Pull out every line of the records that contains the string "leather".

[Dataset items]
+---+

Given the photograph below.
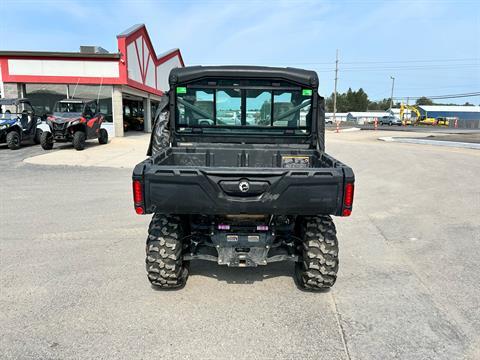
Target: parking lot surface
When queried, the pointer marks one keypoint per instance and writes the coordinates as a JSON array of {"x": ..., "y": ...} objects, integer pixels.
[{"x": 73, "y": 283}]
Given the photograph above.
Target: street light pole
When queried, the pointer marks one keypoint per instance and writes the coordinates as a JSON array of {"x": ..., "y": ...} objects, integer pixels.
[
  {"x": 335, "y": 91},
  {"x": 391, "y": 96}
]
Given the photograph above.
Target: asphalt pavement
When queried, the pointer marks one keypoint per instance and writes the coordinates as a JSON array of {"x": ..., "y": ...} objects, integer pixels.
[{"x": 73, "y": 283}]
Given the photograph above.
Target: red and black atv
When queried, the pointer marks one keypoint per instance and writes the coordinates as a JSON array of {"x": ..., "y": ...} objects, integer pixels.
[{"x": 75, "y": 120}]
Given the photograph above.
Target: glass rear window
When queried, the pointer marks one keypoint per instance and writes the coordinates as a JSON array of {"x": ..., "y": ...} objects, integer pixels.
[{"x": 233, "y": 106}]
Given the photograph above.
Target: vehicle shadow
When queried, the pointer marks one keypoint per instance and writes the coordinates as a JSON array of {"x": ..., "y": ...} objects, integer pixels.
[{"x": 234, "y": 275}]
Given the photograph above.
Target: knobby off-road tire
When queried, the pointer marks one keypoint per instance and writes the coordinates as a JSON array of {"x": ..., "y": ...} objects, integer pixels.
[
  {"x": 79, "y": 138},
  {"x": 164, "y": 261},
  {"x": 318, "y": 267},
  {"x": 13, "y": 140},
  {"x": 103, "y": 136},
  {"x": 46, "y": 140}
]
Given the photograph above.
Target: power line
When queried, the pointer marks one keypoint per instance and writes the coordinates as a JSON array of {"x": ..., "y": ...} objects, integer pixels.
[{"x": 435, "y": 97}]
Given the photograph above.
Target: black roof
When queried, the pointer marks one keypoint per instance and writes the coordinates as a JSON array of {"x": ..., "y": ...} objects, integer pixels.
[
  {"x": 15, "y": 101},
  {"x": 186, "y": 74}
]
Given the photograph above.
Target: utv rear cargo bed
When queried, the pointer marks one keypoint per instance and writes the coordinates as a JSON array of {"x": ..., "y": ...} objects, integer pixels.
[{"x": 192, "y": 180}]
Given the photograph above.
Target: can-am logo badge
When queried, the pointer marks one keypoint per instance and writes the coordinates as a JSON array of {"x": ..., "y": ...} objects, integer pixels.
[{"x": 244, "y": 186}]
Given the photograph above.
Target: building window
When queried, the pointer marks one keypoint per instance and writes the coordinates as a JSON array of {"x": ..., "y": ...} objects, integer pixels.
[{"x": 44, "y": 96}]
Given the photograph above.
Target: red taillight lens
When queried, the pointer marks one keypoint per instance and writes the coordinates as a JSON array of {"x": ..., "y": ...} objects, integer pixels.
[
  {"x": 348, "y": 198},
  {"x": 346, "y": 212},
  {"x": 138, "y": 195}
]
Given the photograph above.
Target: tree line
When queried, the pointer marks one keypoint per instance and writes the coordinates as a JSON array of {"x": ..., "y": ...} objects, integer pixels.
[{"x": 358, "y": 101}]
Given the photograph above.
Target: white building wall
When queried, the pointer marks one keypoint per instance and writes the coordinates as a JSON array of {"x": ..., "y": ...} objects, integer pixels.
[{"x": 81, "y": 68}]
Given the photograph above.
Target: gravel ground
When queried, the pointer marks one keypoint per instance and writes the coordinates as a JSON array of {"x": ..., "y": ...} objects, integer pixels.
[{"x": 73, "y": 283}]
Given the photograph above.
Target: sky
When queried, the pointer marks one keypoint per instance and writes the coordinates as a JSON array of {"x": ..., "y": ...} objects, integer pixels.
[{"x": 430, "y": 47}]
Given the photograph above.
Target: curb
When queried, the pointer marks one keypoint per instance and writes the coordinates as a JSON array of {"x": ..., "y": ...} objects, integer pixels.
[{"x": 431, "y": 142}]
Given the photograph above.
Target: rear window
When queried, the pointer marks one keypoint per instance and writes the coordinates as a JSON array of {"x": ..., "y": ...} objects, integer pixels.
[{"x": 233, "y": 107}]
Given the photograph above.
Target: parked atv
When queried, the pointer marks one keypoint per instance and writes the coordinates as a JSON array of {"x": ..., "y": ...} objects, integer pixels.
[
  {"x": 75, "y": 120},
  {"x": 18, "y": 123},
  {"x": 239, "y": 187}
]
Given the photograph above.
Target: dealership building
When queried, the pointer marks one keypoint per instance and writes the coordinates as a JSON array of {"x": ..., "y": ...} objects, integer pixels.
[{"x": 127, "y": 83}]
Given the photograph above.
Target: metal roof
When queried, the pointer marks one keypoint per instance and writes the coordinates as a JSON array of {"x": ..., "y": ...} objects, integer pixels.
[
  {"x": 130, "y": 30},
  {"x": 15, "y": 101},
  {"x": 60, "y": 54},
  {"x": 79, "y": 101},
  {"x": 450, "y": 108}
]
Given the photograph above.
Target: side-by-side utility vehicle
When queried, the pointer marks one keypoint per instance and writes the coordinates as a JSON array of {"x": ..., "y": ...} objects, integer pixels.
[
  {"x": 75, "y": 120},
  {"x": 18, "y": 123},
  {"x": 238, "y": 175}
]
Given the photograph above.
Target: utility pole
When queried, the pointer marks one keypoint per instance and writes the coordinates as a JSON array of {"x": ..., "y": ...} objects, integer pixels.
[
  {"x": 335, "y": 90},
  {"x": 391, "y": 96}
]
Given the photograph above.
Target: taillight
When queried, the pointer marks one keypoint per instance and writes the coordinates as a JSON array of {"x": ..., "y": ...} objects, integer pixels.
[
  {"x": 138, "y": 197},
  {"x": 348, "y": 199}
]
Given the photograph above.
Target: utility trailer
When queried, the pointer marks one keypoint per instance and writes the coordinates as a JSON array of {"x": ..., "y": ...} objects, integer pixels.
[{"x": 238, "y": 174}]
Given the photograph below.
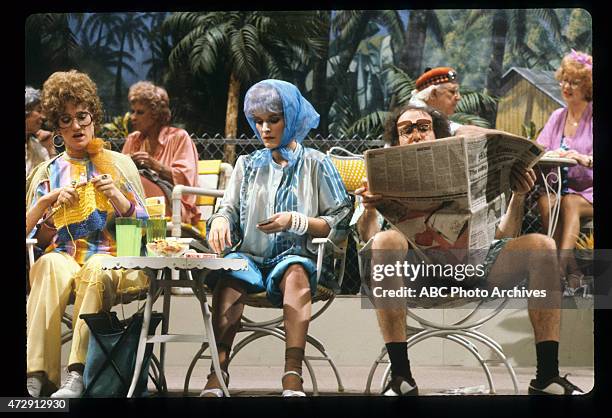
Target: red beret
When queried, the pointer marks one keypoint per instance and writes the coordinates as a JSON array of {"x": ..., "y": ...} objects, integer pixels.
[{"x": 435, "y": 76}]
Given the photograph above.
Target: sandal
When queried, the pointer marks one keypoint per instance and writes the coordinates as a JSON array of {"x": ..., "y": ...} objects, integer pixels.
[
  {"x": 289, "y": 392},
  {"x": 215, "y": 392}
]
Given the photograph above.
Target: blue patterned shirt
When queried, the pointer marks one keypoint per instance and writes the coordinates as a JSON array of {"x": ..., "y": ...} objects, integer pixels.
[{"x": 311, "y": 186}]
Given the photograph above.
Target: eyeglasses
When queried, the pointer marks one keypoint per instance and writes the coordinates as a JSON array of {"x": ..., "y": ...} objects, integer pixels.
[
  {"x": 573, "y": 84},
  {"x": 422, "y": 125},
  {"x": 83, "y": 119}
]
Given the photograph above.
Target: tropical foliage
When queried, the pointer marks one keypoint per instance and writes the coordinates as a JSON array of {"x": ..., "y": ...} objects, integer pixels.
[
  {"x": 354, "y": 65},
  {"x": 118, "y": 127}
]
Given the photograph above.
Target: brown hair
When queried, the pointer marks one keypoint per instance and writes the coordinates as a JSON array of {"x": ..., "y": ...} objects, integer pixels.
[
  {"x": 155, "y": 97},
  {"x": 63, "y": 87},
  {"x": 440, "y": 123},
  {"x": 574, "y": 69}
]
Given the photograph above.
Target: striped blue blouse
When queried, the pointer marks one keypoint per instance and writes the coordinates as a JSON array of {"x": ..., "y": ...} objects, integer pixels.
[{"x": 311, "y": 186}]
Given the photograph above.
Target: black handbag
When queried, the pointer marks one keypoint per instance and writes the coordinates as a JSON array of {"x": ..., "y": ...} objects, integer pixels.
[{"x": 111, "y": 355}]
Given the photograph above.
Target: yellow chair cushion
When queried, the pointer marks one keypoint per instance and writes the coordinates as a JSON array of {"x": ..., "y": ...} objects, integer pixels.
[
  {"x": 351, "y": 170},
  {"x": 209, "y": 166}
]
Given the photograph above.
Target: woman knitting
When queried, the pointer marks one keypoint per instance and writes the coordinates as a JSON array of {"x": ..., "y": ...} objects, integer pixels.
[{"x": 72, "y": 201}]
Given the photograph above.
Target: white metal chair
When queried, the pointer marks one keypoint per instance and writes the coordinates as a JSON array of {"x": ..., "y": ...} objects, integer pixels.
[
  {"x": 273, "y": 327},
  {"x": 464, "y": 332}
]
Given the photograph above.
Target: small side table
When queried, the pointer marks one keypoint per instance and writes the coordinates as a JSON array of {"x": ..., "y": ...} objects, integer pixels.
[
  {"x": 555, "y": 177},
  {"x": 163, "y": 279}
]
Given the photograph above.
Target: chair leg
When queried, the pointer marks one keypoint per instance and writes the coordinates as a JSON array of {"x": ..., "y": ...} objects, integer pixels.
[
  {"x": 379, "y": 360},
  {"x": 319, "y": 346}
]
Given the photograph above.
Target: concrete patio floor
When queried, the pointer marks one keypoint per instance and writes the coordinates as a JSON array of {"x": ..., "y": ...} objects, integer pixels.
[{"x": 265, "y": 380}]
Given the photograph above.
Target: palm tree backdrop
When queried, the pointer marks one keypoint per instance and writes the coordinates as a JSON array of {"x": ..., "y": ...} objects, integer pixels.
[
  {"x": 246, "y": 45},
  {"x": 354, "y": 65}
]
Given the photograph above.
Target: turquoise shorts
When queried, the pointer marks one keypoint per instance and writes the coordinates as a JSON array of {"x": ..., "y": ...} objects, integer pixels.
[{"x": 257, "y": 278}]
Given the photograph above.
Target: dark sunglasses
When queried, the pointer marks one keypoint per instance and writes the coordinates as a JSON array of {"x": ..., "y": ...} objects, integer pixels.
[{"x": 422, "y": 125}]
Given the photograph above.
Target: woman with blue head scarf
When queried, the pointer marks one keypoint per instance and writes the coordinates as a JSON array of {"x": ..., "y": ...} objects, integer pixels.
[{"x": 279, "y": 199}]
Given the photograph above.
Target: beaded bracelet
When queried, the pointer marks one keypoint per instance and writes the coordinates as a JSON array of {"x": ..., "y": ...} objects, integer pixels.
[{"x": 299, "y": 223}]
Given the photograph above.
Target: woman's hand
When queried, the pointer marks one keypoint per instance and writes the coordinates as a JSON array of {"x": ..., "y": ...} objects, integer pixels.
[
  {"x": 63, "y": 196},
  {"x": 370, "y": 201},
  {"x": 219, "y": 236},
  {"x": 143, "y": 159},
  {"x": 583, "y": 160},
  {"x": 105, "y": 184},
  {"x": 277, "y": 223},
  {"x": 521, "y": 180}
]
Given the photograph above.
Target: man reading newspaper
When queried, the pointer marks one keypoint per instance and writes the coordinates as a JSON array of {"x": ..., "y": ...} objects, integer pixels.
[{"x": 441, "y": 196}]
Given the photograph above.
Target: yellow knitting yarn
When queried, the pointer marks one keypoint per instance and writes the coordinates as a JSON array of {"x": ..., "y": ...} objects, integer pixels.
[
  {"x": 90, "y": 199},
  {"x": 351, "y": 170}
]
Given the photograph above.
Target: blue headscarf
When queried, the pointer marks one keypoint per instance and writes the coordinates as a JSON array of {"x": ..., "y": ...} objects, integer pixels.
[{"x": 300, "y": 117}]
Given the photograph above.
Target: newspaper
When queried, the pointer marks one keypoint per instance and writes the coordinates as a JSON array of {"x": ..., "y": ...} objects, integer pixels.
[{"x": 449, "y": 193}]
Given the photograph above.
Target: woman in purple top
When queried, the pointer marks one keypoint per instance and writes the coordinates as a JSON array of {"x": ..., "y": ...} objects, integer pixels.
[{"x": 569, "y": 133}]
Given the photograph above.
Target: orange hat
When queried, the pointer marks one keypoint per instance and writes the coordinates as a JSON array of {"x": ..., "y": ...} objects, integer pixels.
[{"x": 435, "y": 76}]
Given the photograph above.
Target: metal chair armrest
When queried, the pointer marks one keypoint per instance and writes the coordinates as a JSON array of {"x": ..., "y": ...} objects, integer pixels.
[{"x": 339, "y": 255}]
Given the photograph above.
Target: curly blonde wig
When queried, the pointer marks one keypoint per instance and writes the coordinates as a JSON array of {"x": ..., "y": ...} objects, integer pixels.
[
  {"x": 63, "y": 87},
  {"x": 578, "y": 66},
  {"x": 155, "y": 97}
]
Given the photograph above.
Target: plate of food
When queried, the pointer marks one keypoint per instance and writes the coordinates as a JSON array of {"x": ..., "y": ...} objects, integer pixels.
[{"x": 167, "y": 248}]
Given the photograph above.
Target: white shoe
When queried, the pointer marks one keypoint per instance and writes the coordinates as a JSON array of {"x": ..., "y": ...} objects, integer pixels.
[
  {"x": 34, "y": 385},
  {"x": 288, "y": 393},
  {"x": 72, "y": 386}
]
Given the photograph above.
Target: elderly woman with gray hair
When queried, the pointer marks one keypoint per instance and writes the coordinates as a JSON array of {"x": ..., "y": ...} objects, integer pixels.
[
  {"x": 39, "y": 145},
  {"x": 278, "y": 199},
  {"x": 165, "y": 155}
]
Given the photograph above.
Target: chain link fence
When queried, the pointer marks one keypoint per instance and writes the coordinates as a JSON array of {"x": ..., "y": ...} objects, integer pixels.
[{"x": 211, "y": 148}]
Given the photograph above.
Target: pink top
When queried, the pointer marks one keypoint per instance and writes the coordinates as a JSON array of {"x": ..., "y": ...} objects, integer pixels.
[
  {"x": 177, "y": 151},
  {"x": 579, "y": 178}
]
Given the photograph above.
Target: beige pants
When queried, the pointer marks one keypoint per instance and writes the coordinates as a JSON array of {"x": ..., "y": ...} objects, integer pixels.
[{"x": 55, "y": 279}]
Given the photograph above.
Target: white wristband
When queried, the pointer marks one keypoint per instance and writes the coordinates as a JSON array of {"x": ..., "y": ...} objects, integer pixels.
[{"x": 299, "y": 223}]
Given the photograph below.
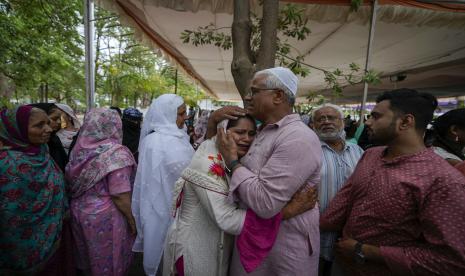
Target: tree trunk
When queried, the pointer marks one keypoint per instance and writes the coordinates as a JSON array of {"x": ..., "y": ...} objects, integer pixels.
[
  {"x": 269, "y": 32},
  {"x": 41, "y": 93},
  {"x": 242, "y": 67}
]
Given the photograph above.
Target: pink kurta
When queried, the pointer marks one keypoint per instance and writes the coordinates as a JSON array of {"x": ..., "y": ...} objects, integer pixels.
[
  {"x": 284, "y": 157},
  {"x": 412, "y": 207},
  {"x": 100, "y": 230}
]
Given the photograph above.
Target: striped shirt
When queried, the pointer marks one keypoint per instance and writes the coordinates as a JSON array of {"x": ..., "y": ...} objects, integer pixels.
[{"x": 336, "y": 167}]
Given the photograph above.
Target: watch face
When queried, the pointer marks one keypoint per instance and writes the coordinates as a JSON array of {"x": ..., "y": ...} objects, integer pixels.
[{"x": 359, "y": 258}]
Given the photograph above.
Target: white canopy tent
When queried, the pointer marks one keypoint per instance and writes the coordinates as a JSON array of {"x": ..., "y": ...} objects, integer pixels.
[{"x": 426, "y": 45}]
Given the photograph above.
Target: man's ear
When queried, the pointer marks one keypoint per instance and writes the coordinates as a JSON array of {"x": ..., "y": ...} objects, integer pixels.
[
  {"x": 279, "y": 97},
  {"x": 407, "y": 121}
]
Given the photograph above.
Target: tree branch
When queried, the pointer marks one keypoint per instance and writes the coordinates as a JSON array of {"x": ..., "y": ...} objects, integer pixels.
[
  {"x": 242, "y": 67},
  {"x": 269, "y": 33}
]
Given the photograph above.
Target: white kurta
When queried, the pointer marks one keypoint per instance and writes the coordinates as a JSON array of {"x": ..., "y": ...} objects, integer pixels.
[
  {"x": 164, "y": 152},
  {"x": 201, "y": 219}
]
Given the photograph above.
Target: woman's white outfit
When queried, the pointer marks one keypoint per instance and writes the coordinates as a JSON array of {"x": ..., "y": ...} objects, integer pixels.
[
  {"x": 205, "y": 221},
  {"x": 164, "y": 152}
]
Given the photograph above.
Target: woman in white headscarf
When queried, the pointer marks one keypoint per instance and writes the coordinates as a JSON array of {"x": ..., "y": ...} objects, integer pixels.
[
  {"x": 164, "y": 152},
  {"x": 71, "y": 128}
]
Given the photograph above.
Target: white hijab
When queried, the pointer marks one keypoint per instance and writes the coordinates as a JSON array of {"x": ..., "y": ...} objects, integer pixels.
[{"x": 164, "y": 152}]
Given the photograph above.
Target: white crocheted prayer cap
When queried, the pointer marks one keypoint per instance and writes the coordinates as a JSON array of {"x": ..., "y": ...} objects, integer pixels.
[{"x": 286, "y": 77}]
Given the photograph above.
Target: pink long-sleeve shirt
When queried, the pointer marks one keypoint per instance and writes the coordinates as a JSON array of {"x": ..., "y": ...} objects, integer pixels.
[
  {"x": 283, "y": 157},
  {"x": 412, "y": 207}
]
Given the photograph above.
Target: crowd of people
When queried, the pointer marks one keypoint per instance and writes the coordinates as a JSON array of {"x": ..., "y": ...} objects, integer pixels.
[{"x": 255, "y": 191}]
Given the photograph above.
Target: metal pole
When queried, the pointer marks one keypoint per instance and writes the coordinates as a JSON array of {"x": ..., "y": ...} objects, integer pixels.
[
  {"x": 367, "y": 62},
  {"x": 176, "y": 82},
  {"x": 89, "y": 40}
]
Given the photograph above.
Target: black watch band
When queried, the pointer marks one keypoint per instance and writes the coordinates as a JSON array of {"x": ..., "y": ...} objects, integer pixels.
[
  {"x": 229, "y": 168},
  {"x": 359, "y": 256}
]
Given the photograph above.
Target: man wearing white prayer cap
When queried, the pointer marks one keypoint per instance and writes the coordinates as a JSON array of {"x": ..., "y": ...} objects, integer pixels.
[{"x": 284, "y": 157}]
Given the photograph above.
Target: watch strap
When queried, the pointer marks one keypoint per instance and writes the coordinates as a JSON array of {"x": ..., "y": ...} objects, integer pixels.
[{"x": 229, "y": 167}]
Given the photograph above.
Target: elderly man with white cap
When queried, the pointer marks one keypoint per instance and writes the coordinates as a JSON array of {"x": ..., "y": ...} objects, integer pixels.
[{"x": 284, "y": 157}]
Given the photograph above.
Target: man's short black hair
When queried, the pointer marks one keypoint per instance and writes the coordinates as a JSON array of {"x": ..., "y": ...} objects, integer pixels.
[
  {"x": 445, "y": 121},
  {"x": 408, "y": 101}
]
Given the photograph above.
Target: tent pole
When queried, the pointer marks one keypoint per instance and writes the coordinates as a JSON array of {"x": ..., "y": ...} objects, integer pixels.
[
  {"x": 176, "y": 82},
  {"x": 367, "y": 62},
  {"x": 89, "y": 39}
]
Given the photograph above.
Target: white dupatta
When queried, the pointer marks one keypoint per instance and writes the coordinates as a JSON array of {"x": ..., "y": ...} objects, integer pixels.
[{"x": 164, "y": 152}]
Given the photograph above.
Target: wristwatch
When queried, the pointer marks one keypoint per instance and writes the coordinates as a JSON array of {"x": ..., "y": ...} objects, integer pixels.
[
  {"x": 359, "y": 256},
  {"x": 229, "y": 169}
]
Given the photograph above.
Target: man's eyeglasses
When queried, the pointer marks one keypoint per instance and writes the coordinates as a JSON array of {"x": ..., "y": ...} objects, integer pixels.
[
  {"x": 324, "y": 118},
  {"x": 255, "y": 90}
]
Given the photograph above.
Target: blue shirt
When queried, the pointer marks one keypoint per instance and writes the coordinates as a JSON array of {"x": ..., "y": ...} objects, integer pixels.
[{"x": 336, "y": 168}]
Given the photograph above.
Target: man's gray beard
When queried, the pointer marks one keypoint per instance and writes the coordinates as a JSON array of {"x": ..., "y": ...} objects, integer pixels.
[{"x": 331, "y": 136}]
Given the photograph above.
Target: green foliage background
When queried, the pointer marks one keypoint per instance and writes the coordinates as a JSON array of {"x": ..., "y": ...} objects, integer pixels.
[{"x": 42, "y": 58}]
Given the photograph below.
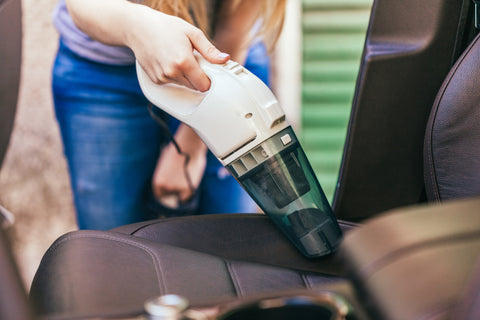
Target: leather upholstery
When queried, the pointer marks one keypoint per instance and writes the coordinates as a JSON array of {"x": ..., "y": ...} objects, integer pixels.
[
  {"x": 410, "y": 47},
  {"x": 452, "y": 140},
  {"x": 101, "y": 273},
  {"x": 416, "y": 263},
  {"x": 411, "y": 264}
]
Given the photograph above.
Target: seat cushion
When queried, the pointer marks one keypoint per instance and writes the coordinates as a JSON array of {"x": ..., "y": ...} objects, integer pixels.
[
  {"x": 105, "y": 273},
  {"x": 243, "y": 237},
  {"x": 452, "y": 138},
  {"x": 416, "y": 263}
]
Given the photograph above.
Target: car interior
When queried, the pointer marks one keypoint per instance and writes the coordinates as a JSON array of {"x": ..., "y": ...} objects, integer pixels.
[{"x": 407, "y": 202}]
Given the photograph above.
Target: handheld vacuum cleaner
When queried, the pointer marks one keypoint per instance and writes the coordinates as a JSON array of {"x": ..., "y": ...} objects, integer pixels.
[{"x": 243, "y": 125}]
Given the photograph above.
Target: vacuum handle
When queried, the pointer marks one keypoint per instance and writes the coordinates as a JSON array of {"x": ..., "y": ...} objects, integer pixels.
[{"x": 177, "y": 100}]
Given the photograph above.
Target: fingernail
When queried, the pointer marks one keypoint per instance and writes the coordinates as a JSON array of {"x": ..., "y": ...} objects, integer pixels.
[{"x": 223, "y": 55}]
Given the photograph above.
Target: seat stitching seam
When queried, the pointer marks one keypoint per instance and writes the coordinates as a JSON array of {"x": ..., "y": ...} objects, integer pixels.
[
  {"x": 233, "y": 278},
  {"x": 156, "y": 262},
  {"x": 306, "y": 281}
]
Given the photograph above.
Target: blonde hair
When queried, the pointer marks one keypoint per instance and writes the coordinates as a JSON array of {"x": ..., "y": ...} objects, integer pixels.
[{"x": 196, "y": 12}]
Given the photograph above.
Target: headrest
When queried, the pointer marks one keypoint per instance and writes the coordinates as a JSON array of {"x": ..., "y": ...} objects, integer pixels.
[{"x": 452, "y": 139}]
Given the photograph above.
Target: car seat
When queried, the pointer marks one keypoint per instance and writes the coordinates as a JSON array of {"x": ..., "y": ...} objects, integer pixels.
[{"x": 409, "y": 264}]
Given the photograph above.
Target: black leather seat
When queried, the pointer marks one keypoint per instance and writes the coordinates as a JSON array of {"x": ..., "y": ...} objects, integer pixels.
[{"x": 411, "y": 264}]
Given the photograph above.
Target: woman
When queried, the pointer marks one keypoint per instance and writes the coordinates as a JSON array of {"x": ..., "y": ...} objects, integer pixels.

+---+

FINISHED EXERCISE
Target: leather upholstery
Target: black leather seat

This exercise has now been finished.